◆ **Exercise requirements**
Starting at the row that contains "Task: pin the stone" and ending at the last row, copy the rows again with every "dark framed window" changed to "black-framed window" and nothing else altered.

◆ **Provided data**
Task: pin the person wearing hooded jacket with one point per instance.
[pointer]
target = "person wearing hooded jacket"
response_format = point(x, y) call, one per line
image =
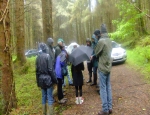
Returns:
point(103, 52)
point(59, 64)
point(45, 78)
point(89, 63)
point(95, 38)
point(50, 42)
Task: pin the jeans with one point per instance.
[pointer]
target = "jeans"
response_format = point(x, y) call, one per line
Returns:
point(59, 89)
point(94, 70)
point(47, 93)
point(68, 77)
point(105, 91)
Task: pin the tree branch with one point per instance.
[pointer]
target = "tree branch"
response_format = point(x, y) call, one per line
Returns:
point(139, 9)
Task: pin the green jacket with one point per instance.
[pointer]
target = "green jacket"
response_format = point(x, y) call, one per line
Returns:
point(103, 52)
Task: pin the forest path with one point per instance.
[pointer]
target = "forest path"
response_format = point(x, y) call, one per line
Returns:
point(131, 94)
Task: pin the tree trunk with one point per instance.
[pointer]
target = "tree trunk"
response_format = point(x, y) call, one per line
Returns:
point(19, 11)
point(47, 19)
point(7, 84)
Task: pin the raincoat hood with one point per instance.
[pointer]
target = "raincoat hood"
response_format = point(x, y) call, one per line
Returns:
point(95, 41)
point(43, 47)
point(50, 41)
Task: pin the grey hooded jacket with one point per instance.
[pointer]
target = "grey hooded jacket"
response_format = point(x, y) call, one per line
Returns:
point(50, 49)
point(45, 74)
point(103, 52)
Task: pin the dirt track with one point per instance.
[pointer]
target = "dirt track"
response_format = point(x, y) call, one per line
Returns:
point(131, 94)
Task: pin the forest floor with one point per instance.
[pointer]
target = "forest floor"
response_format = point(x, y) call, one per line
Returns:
point(131, 94)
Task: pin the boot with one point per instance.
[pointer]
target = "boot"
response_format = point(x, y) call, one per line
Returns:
point(81, 100)
point(77, 100)
point(90, 76)
point(44, 109)
point(50, 110)
point(94, 79)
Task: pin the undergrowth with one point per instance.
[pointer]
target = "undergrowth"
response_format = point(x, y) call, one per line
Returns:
point(137, 59)
point(27, 92)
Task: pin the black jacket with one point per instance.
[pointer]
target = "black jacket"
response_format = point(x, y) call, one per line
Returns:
point(45, 75)
point(77, 74)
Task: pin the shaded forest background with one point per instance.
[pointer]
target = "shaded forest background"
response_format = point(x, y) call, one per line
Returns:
point(25, 23)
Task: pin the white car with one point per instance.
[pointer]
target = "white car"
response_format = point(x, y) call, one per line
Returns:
point(70, 47)
point(118, 54)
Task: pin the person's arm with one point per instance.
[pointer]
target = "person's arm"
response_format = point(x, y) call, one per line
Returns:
point(37, 74)
point(57, 52)
point(51, 70)
point(99, 47)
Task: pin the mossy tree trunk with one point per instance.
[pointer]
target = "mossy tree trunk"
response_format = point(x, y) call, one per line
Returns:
point(19, 13)
point(6, 72)
point(47, 19)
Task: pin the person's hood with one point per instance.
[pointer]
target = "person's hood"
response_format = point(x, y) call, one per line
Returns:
point(105, 35)
point(103, 29)
point(50, 42)
point(43, 47)
point(95, 39)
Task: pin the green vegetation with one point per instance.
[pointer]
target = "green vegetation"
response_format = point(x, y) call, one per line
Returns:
point(140, 59)
point(27, 92)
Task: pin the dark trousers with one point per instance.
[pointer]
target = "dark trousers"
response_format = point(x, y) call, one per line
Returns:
point(78, 88)
point(89, 65)
point(59, 89)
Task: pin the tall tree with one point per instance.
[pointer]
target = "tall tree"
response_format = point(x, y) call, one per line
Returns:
point(7, 83)
point(47, 19)
point(19, 12)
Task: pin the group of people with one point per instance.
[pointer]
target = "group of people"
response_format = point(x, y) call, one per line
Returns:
point(50, 66)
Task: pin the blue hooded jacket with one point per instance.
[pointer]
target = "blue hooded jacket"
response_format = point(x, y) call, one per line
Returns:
point(94, 43)
point(59, 64)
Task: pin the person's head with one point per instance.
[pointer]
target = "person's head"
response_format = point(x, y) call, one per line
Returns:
point(75, 46)
point(88, 42)
point(50, 42)
point(103, 29)
point(97, 34)
point(94, 39)
point(60, 42)
point(43, 47)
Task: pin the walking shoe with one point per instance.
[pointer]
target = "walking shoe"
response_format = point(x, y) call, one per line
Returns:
point(103, 113)
point(62, 101)
point(77, 100)
point(93, 84)
point(110, 111)
point(81, 100)
point(89, 81)
point(65, 99)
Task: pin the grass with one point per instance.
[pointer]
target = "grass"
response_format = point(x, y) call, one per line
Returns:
point(137, 60)
point(27, 92)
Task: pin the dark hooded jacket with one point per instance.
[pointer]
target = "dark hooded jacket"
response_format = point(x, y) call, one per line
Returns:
point(50, 49)
point(45, 75)
point(103, 51)
point(94, 43)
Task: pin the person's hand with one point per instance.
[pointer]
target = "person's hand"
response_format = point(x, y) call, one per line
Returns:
point(91, 57)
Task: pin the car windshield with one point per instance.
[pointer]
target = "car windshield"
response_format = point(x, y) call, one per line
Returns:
point(115, 45)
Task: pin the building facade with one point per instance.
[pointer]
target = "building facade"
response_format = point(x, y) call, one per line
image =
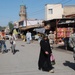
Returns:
point(69, 11)
point(53, 11)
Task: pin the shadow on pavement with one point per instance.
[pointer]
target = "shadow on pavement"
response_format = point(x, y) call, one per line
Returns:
point(69, 64)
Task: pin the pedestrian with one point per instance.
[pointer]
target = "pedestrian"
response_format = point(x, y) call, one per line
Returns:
point(28, 37)
point(12, 42)
point(51, 37)
point(72, 42)
point(44, 62)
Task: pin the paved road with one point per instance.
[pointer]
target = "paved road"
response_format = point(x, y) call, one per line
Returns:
point(24, 61)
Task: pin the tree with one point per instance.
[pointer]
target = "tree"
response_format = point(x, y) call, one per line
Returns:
point(11, 26)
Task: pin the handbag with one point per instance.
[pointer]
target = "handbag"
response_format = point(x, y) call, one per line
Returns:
point(52, 59)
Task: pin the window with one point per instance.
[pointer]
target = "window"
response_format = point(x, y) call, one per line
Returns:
point(50, 11)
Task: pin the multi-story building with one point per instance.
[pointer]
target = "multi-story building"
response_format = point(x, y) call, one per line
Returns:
point(69, 11)
point(53, 11)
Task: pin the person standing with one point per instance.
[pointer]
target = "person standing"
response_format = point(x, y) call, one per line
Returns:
point(44, 62)
point(28, 37)
point(72, 42)
point(12, 42)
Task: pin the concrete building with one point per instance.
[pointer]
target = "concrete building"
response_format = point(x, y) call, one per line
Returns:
point(69, 11)
point(22, 13)
point(53, 11)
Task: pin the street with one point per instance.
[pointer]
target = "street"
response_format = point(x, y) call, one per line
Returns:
point(25, 61)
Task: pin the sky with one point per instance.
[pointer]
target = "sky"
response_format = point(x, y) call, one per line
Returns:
point(9, 9)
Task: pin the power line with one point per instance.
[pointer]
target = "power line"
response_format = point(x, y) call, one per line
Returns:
point(55, 6)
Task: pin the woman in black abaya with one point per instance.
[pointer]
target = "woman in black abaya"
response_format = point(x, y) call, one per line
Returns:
point(44, 57)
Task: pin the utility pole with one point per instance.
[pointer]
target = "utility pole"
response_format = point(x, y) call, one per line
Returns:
point(26, 17)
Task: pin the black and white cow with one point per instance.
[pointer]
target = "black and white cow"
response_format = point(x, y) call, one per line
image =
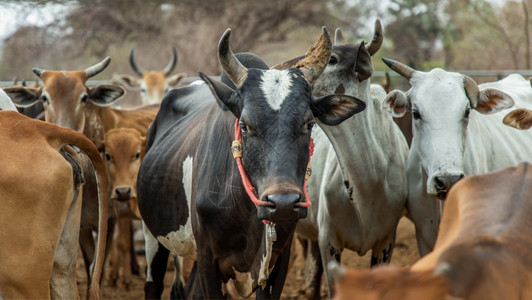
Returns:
point(191, 195)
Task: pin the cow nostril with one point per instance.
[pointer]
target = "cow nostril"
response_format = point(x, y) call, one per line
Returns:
point(284, 199)
point(439, 183)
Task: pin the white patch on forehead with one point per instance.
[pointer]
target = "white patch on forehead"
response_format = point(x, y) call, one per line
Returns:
point(276, 86)
point(182, 241)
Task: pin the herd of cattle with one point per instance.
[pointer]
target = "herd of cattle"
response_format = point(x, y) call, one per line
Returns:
point(218, 172)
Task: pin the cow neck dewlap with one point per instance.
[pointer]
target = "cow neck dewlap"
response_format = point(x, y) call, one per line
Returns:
point(276, 85)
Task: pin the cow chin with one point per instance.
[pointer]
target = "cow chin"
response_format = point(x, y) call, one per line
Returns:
point(285, 205)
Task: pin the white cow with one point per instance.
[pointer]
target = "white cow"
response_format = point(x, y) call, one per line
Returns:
point(5, 102)
point(457, 131)
point(358, 186)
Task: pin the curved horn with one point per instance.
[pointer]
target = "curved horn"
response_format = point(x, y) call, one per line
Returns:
point(317, 57)
point(97, 68)
point(172, 63)
point(376, 42)
point(400, 68)
point(338, 37)
point(232, 67)
point(471, 88)
point(38, 71)
point(133, 64)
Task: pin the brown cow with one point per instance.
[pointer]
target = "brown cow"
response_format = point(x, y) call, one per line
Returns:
point(153, 84)
point(68, 102)
point(40, 182)
point(123, 150)
point(483, 248)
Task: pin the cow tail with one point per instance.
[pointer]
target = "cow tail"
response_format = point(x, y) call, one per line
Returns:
point(69, 137)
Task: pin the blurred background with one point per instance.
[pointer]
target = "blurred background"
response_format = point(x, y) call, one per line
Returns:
point(453, 34)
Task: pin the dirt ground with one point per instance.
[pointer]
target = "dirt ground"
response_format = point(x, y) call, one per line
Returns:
point(405, 254)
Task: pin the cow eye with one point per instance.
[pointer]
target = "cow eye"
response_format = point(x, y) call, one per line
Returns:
point(468, 111)
point(416, 114)
point(243, 127)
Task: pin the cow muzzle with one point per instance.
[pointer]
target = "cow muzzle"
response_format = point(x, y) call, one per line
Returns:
point(283, 208)
point(442, 184)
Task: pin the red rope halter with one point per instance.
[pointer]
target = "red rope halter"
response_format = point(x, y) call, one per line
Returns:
point(252, 193)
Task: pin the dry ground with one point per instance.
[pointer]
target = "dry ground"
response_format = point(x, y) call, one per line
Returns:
point(405, 254)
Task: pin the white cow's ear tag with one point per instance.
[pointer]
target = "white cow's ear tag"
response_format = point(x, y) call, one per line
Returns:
point(271, 234)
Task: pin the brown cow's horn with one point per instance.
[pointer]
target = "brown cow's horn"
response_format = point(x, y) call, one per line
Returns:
point(172, 63)
point(232, 67)
point(317, 57)
point(338, 37)
point(97, 68)
point(376, 42)
point(37, 71)
point(471, 88)
point(133, 64)
point(400, 68)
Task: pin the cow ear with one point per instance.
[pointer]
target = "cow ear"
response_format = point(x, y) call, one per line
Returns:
point(334, 109)
point(105, 94)
point(126, 80)
point(493, 100)
point(224, 95)
point(175, 79)
point(23, 96)
point(363, 66)
point(520, 118)
point(396, 103)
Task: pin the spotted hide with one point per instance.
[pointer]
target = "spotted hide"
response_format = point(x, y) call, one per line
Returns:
point(191, 195)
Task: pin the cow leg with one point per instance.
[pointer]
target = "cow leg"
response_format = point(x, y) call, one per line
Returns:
point(313, 270)
point(135, 269)
point(124, 242)
point(330, 250)
point(210, 281)
point(192, 288)
point(63, 283)
point(156, 260)
point(275, 283)
point(381, 252)
point(178, 286)
point(114, 261)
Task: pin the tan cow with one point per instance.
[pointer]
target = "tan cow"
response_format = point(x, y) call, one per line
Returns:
point(68, 102)
point(153, 84)
point(483, 250)
point(40, 182)
point(123, 150)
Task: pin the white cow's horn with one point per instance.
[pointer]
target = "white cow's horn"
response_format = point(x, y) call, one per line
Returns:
point(471, 89)
point(400, 68)
point(317, 57)
point(232, 67)
point(376, 42)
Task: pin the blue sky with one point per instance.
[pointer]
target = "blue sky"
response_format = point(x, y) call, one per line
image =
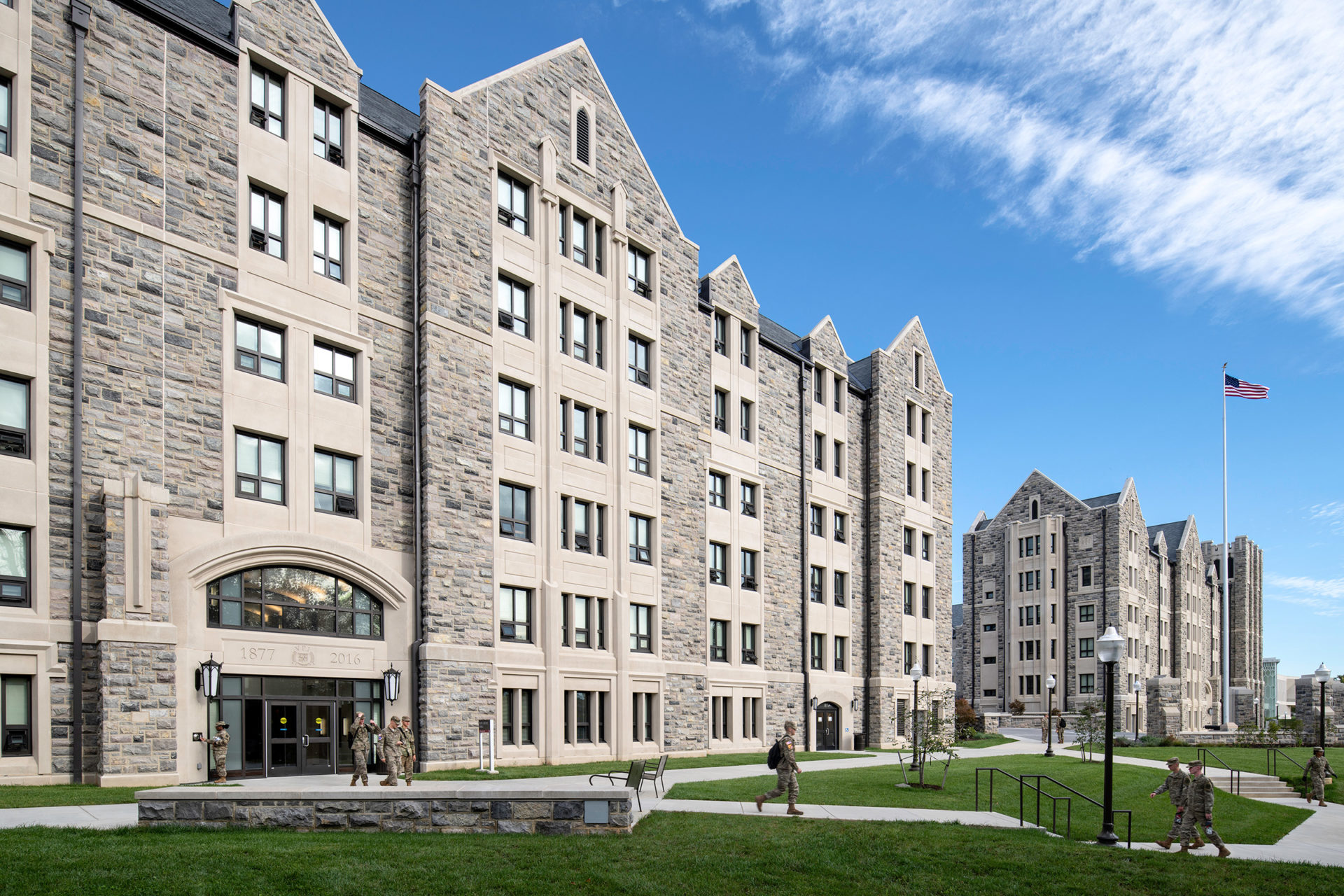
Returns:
point(1091, 206)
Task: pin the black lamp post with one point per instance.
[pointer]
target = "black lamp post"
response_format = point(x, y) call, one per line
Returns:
point(1110, 648)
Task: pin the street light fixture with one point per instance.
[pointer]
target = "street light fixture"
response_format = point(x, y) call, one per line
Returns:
point(1110, 648)
point(1050, 722)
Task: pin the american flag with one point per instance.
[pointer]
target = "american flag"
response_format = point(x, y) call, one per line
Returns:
point(1241, 388)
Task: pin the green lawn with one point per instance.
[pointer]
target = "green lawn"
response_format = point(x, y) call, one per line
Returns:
point(1249, 760)
point(609, 764)
point(1238, 820)
point(667, 853)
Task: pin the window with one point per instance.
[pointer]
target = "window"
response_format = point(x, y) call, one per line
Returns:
point(15, 438)
point(515, 512)
point(293, 599)
point(334, 484)
point(638, 355)
point(640, 550)
point(15, 573)
point(14, 272)
point(515, 614)
point(268, 222)
point(260, 468)
point(749, 644)
point(748, 498)
point(718, 491)
point(749, 570)
point(638, 449)
point(327, 132)
point(640, 637)
point(514, 302)
point(512, 203)
point(327, 248)
point(268, 102)
point(638, 272)
point(334, 371)
point(515, 409)
point(718, 641)
point(718, 564)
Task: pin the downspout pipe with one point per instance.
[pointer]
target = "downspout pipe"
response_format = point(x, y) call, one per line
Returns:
point(78, 18)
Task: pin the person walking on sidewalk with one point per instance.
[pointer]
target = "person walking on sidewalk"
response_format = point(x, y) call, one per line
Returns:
point(1175, 790)
point(1199, 813)
point(787, 771)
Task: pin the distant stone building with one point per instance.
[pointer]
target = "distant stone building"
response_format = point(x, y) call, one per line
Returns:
point(1043, 580)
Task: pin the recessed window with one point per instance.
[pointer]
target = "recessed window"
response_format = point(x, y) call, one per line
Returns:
point(327, 248)
point(515, 307)
point(268, 101)
point(15, 431)
point(515, 407)
point(268, 222)
point(334, 371)
point(260, 465)
point(14, 274)
point(512, 203)
point(328, 140)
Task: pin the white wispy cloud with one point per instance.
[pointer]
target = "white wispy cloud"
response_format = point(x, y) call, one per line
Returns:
point(1202, 140)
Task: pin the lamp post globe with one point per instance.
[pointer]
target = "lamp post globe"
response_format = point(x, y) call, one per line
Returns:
point(1110, 648)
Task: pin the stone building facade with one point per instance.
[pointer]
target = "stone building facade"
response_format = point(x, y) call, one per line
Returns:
point(354, 388)
point(1044, 578)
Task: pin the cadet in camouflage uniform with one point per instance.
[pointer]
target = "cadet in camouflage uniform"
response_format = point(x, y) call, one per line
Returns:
point(787, 771)
point(391, 751)
point(1317, 770)
point(360, 739)
point(219, 747)
point(407, 750)
point(1175, 790)
point(1199, 812)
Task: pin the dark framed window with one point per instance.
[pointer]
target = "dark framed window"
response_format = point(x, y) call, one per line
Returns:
point(15, 570)
point(268, 222)
point(15, 416)
point(334, 484)
point(638, 273)
point(515, 512)
point(260, 348)
point(515, 614)
point(641, 637)
point(512, 203)
point(327, 248)
point(718, 641)
point(293, 599)
point(641, 550)
point(515, 407)
point(334, 371)
point(328, 137)
point(268, 101)
point(15, 273)
point(260, 468)
point(515, 307)
point(638, 356)
point(17, 713)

◆ **Output below**
Task: pin the stone building facade with one point per instance.
[pointer]
target = "stone building facade"
response_format = point(x, y) call, one per line
Returns:
point(354, 388)
point(1044, 578)
Task: pin the cadet in camouflage uniform with one point per instance.
[pointer]
target = "cadet in camouflage uniform"
response_format = point(x, y) call, one per line
Returns:
point(787, 771)
point(391, 751)
point(1317, 770)
point(360, 739)
point(219, 747)
point(407, 750)
point(1175, 790)
point(1199, 812)
Task: pin the black-framed window with one point per instance.
[pointer]
target = "black-framed window"
response_format = point(x, y) call, one per line
Returns:
point(15, 570)
point(268, 222)
point(15, 416)
point(334, 484)
point(638, 273)
point(515, 512)
point(260, 348)
point(515, 614)
point(641, 637)
point(512, 203)
point(327, 248)
point(718, 641)
point(293, 599)
point(641, 550)
point(515, 407)
point(334, 371)
point(328, 137)
point(268, 101)
point(15, 273)
point(260, 468)
point(515, 307)
point(638, 356)
point(17, 713)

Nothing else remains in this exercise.